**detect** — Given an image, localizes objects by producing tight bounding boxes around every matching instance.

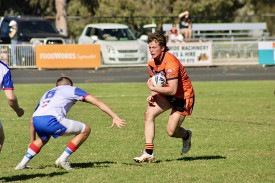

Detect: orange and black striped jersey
[148,52,194,99]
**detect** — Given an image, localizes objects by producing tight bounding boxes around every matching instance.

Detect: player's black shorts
[165,95,195,115]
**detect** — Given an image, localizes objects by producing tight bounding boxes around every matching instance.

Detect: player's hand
[16,108,24,117]
[110,117,127,128]
[185,98,194,110]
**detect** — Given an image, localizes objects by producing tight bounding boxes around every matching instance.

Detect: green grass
[0,81,275,183]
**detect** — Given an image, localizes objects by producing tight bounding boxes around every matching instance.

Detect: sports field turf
[0,81,275,183]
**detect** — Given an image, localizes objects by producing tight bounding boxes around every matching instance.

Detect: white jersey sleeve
[33,85,89,120]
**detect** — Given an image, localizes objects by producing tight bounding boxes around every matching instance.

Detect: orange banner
[36,45,101,68]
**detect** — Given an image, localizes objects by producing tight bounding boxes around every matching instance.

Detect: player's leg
[186,29,192,41]
[134,95,171,162]
[15,137,49,170]
[166,110,192,154]
[55,118,91,170]
[166,110,187,138]
[0,121,5,152]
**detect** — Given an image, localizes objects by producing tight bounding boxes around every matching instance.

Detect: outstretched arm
[84,95,126,128]
[4,90,24,117]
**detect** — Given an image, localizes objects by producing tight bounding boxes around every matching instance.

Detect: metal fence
[0,41,270,68]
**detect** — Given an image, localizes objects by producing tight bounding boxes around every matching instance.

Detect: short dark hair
[56,76,73,86]
[147,32,169,51]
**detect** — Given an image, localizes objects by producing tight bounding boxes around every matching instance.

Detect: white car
[78,23,148,64]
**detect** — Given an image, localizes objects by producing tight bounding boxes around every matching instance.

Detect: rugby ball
[152,74,166,87]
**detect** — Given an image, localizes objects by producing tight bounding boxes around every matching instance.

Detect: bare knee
[166,128,176,137]
[83,125,91,136]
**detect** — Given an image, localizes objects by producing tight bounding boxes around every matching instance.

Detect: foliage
[0,0,275,38]
[0,81,275,183]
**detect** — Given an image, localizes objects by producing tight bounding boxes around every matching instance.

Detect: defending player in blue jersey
[0,61,24,152]
[15,77,126,170]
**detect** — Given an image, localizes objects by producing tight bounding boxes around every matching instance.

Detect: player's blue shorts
[33,116,67,140]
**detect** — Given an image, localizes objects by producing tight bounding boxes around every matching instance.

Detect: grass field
[0,81,275,183]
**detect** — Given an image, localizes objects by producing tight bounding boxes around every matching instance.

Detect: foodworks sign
[36,45,101,68]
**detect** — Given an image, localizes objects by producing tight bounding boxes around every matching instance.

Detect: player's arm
[30,118,36,142]
[147,78,178,96]
[4,89,24,117]
[84,95,126,128]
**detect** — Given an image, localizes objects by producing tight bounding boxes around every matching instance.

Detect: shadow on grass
[154,156,226,163]
[122,156,226,166]
[71,161,117,168]
[196,118,274,126]
[0,172,68,182]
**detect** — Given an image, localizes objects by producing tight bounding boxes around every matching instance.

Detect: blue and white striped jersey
[33,85,89,121]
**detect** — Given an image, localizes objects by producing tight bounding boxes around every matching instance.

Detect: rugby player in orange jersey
[134,32,195,163]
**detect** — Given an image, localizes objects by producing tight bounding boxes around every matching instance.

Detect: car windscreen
[97,28,136,41]
[18,20,58,34]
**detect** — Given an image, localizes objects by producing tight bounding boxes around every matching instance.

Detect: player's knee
[166,128,176,137]
[84,125,91,135]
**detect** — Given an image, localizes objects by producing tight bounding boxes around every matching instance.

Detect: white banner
[167,43,212,66]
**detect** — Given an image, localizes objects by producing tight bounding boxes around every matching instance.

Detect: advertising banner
[258,41,275,65]
[167,43,212,66]
[36,45,101,68]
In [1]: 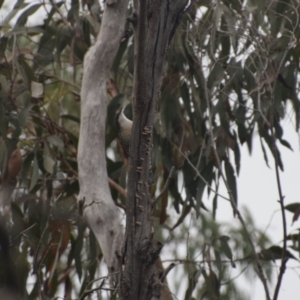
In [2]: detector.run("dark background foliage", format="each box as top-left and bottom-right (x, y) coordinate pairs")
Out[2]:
(0, 0), (300, 299)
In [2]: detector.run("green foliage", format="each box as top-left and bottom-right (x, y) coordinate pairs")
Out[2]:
(0, 0), (300, 299)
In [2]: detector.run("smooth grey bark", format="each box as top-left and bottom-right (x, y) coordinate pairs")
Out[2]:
(78, 0), (128, 279)
(121, 0), (188, 300)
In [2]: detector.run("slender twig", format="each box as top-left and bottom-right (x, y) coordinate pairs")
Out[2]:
(271, 127), (288, 300)
(12, 223), (37, 241)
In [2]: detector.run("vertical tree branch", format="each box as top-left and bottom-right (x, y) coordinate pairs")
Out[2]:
(78, 0), (128, 280)
(121, 0), (188, 300)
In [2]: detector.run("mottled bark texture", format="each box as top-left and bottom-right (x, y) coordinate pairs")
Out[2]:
(121, 0), (188, 300)
(78, 0), (128, 279)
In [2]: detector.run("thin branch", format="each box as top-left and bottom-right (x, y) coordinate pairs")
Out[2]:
(169, 141), (230, 201)
(152, 166), (175, 205)
(271, 127), (288, 300)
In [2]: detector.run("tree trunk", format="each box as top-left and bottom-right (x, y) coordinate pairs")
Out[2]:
(121, 0), (188, 300)
(78, 0), (128, 279)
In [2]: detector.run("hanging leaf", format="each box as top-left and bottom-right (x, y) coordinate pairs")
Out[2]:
(225, 159), (238, 209)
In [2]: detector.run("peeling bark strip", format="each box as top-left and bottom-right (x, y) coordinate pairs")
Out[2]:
(121, 0), (188, 300)
(78, 0), (128, 280)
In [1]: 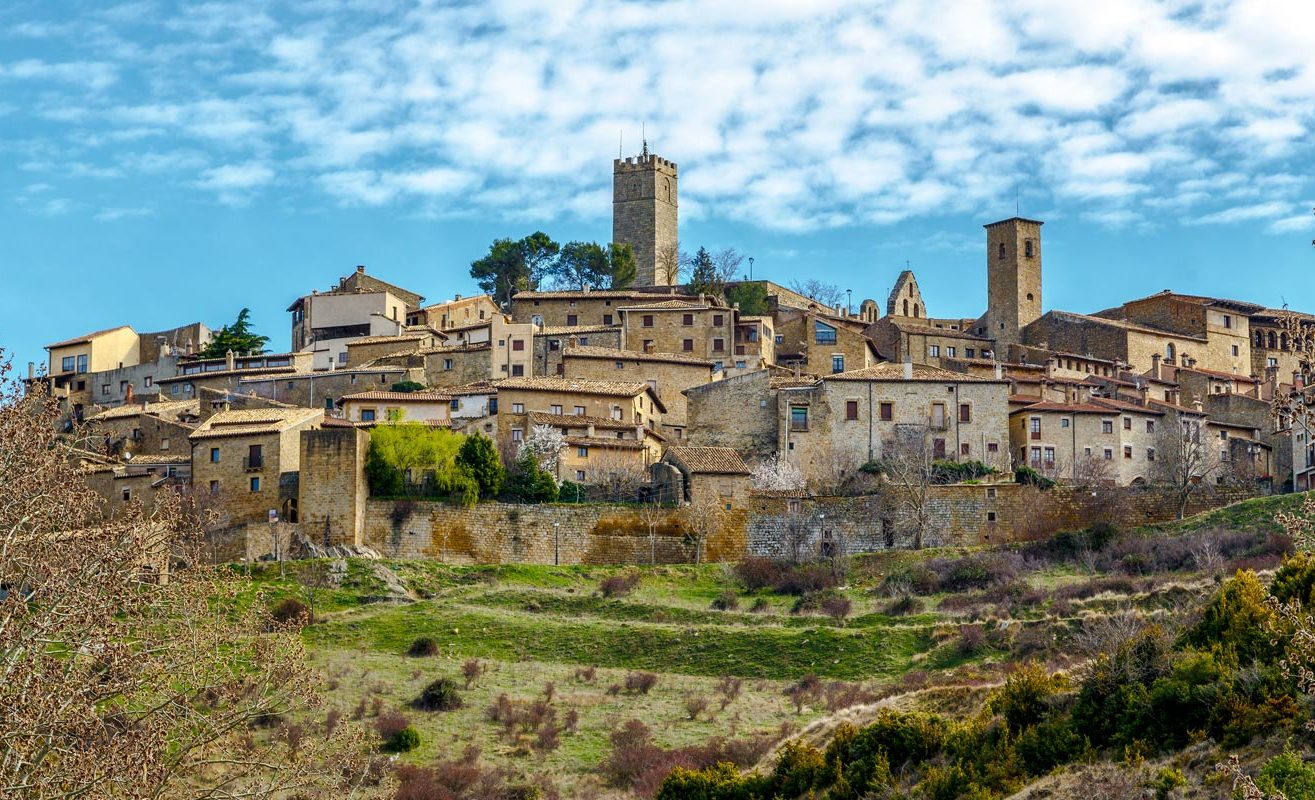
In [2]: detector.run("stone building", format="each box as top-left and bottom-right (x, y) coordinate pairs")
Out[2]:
(534, 324), (621, 375)
(339, 389), (452, 428)
(512, 287), (697, 328)
(288, 267), (425, 370)
(188, 408), (323, 524)
(611, 142), (680, 286)
(777, 362), (1009, 487)
(619, 297), (735, 368)
(976, 217), (1044, 353)
(772, 307), (882, 375)
(661, 445), (753, 511)
(406, 295), (500, 330)
(562, 345), (718, 439)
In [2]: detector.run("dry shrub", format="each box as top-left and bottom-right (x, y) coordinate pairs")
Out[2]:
(626, 672), (658, 695)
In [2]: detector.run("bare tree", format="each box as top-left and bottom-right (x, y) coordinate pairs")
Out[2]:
(713, 247), (744, 283)
(1151, 414), (1222, 520)
(0, 354), (376, 799)
(881, 425), (934, 549)
(654, 242), (689, 286)
(790, 278), (844, 308)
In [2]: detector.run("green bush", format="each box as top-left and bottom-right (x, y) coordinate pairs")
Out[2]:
(1256, 747), (1315, 800)
(384, 725), (419, 753)
(412, 678), (462, 711)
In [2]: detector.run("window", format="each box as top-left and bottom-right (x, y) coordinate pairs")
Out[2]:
(790, 405), (809, 430)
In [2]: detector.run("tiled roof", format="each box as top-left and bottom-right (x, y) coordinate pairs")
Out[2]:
(562, 345), (713, 368)
(534, 325), (631, 336)
(667, 445), (748, 475)
(46, 325), (133, 350)
(822, 361), (995, 383)
(342, 391), (452, 403)
(530, 411), (638, 430)
(188, 408), (323, 441)
(497, 375), (648, 397)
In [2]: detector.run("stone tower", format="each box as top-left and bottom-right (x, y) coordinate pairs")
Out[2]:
(611, 142), (679, 286)
(984, 217), (1043, 357)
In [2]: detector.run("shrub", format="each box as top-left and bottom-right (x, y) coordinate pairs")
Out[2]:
(406, 636), (438, 658)
(412, 678), (462, 711)
(713, 589), (739, 611)
(270, 597), (310, 625)
(598, 570), (639, 597)
(384, 725), (419, 753)
(626, 672), (658, 695)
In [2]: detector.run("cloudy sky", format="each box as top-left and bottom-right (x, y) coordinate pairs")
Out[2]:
(0, 0), (1315, 361)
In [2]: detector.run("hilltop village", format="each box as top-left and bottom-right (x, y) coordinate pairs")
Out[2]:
(28, 146), (1315, 563)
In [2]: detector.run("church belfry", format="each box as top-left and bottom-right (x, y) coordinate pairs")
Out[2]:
(611, 142), (679, 286)
(984, 217), (1044, 354)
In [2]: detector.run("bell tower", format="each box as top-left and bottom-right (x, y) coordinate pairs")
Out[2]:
(611, 141), (680, 286)
(985, 217), (1044, 347)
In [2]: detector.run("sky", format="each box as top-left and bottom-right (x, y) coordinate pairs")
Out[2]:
(0, 0), (1315, 363)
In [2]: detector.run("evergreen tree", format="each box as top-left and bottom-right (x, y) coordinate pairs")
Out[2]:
(200, 308), (270, 358)
(456, 433), (506, 500)
(689, 247), (726, 297)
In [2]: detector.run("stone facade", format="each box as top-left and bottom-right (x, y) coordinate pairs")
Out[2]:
(611, 150), (679, 286)
(984, 217), (1043, 351)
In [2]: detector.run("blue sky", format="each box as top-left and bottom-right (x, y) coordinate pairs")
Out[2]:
(0, 0), (1315, 362)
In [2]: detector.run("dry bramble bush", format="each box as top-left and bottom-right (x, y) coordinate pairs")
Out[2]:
(0, 351), (381, 800)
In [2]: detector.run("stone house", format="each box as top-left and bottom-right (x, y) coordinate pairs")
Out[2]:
(512, 287), (697, 328)
(772, 308), (881, 375)
(406, 295), (500, 330)
(661, 445), (753, 511)
(338, 389), (454, 426)
(534, 325), (621, 375)
(777, 362), (1009, 487)
(562, 345), (718, 441)
(345, 328), (447, 368)
(188, 408), (323, 524)
(497, 376), (667, 463)
(619, 297), (735, 370)
(288, 267), (425, 370)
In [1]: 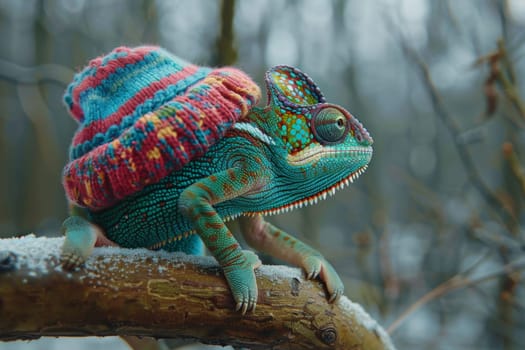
┄┄┄┄┄┄┄┄┄┄
* _PROBLEM STATEMENT_: Gather and copy every line of the records that contains the word "shrub".

* _FULL RESPONSE_:
In [2]: detector.run("dry shrub", format="each box as top-left and bottom-right (x, y) coordinate pairs")
In [2]: detector.run("shrub", format="each box as top-left and bottom-right (x, y) coordinate pairs")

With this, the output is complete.